:: Selected extract ::
━━━━

But the common thread is that we are one global family looking for a way to survive, stay healthy and love life. The poverty, lack of resources, and struggles are often quickly dismissed by Cubans as being a result of the sanctions. It is legal to blame outside forces such as embargos, sanctions, and world economies, but it is not legal for a Cuban to speak poorly about the Cuban government or place blame on them.
It's a balancing act, requiring me to reading between the lines and asking questions that do not incriminate, in order to get accurate forthcoming answers from my sources. It was in these short tete-a-tetes with my LGBTQ friends that I was reminded that I was in a communist country with strict laws against speaking freely.
This trip took on a more personal and horrendous note for me as a series of events unfolded, from some bad judgment that resulted in being drugged, violated, and robbed. I came to be evermore grateful that I had started on Truvada a year prior. The biggest takeaway for me is that this crime does not define the Cuban people or Cuba. The police officers and detectives who worked on this case showed the utmost respect, non-judgmental attitude and professionalism like I had never seen. Perhaps Cuba has become the utopian example of gay acceptance. I found a society that was void of judgment and discrimination towards me and the gay community.
Homegrown ARVs
Cuba and Havana have made great strides in equality for the LGBTQ community and the treatment of those with HIV/AIDS. But Vice.com reports that "Cuba's capacity to produce the latest HIV drugs is unclear."
The website for Cuba's Center for State Control of Drugs, Equipment, and Medical Devices lists at least six antiretroviral drugs that are currently produced domestically. Absent from the list is tenofovir, one of the three drugs in the World Health Organization (WHO)-preferred first-time regimen. (Several WHO-recommended "alternate" first-line regimens can be constructed out of drugs produced domestically in Cuba).

━━━━

:: Data for review ::
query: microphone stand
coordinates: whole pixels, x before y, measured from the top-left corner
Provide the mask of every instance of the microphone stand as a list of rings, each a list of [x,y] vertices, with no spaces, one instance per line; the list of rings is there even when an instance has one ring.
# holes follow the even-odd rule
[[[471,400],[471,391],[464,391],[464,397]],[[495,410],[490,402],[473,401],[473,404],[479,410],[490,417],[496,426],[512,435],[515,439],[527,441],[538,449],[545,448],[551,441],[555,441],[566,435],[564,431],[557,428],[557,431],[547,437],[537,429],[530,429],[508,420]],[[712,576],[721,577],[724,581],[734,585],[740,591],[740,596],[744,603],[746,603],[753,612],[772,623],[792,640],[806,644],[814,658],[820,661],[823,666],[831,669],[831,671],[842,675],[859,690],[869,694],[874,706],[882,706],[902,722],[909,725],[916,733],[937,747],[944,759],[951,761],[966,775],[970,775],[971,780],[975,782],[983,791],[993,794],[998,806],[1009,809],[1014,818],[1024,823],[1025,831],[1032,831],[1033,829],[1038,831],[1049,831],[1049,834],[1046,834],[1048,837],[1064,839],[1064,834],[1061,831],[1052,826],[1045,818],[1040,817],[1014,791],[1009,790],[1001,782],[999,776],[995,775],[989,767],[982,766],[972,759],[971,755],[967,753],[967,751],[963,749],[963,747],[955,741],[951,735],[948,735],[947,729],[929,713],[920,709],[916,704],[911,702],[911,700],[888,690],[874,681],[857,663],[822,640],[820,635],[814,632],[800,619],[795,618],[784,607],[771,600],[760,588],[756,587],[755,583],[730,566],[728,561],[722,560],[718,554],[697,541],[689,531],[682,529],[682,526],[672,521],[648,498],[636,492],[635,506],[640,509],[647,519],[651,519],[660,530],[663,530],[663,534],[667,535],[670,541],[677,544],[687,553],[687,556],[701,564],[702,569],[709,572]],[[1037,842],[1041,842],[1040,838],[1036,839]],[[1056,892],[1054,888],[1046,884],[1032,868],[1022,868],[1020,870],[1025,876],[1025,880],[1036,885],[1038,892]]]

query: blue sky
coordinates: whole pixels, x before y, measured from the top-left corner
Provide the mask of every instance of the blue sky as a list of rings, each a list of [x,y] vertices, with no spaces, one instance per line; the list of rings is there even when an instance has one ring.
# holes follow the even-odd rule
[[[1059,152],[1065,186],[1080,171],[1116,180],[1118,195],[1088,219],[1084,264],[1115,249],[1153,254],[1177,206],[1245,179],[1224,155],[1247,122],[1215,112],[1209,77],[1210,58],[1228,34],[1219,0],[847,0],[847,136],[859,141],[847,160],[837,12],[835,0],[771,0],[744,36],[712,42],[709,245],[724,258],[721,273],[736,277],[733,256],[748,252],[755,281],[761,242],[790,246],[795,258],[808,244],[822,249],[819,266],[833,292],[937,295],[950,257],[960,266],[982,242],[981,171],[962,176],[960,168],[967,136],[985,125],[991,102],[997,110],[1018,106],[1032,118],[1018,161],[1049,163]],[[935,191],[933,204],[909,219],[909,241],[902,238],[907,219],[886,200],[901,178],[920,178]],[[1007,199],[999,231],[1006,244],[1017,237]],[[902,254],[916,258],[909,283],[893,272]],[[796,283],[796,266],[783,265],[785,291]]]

━━━━

:: Task to complete ::
Do these statements agree with the Cuba passage? Answer yes or no for each, quoting the words from the passage that decide it.
1. A Cuban may legally blame sanctions for hardship.
2. Tenofovir is on the list of antiretroviral drugs produced domestically in Cuba.
3. Vice.com reports that Cuba's capacity to produce the latest HIV drugs is clear.

:: Exercise result ::
1. Yes: "It is legal to blame outside forces such as embargos, sanctions, and world economies"
2. No: "Absent from the list is tenofovir"
3. No: "Cuba's capacity to produce the latest HIV drugs is unclear."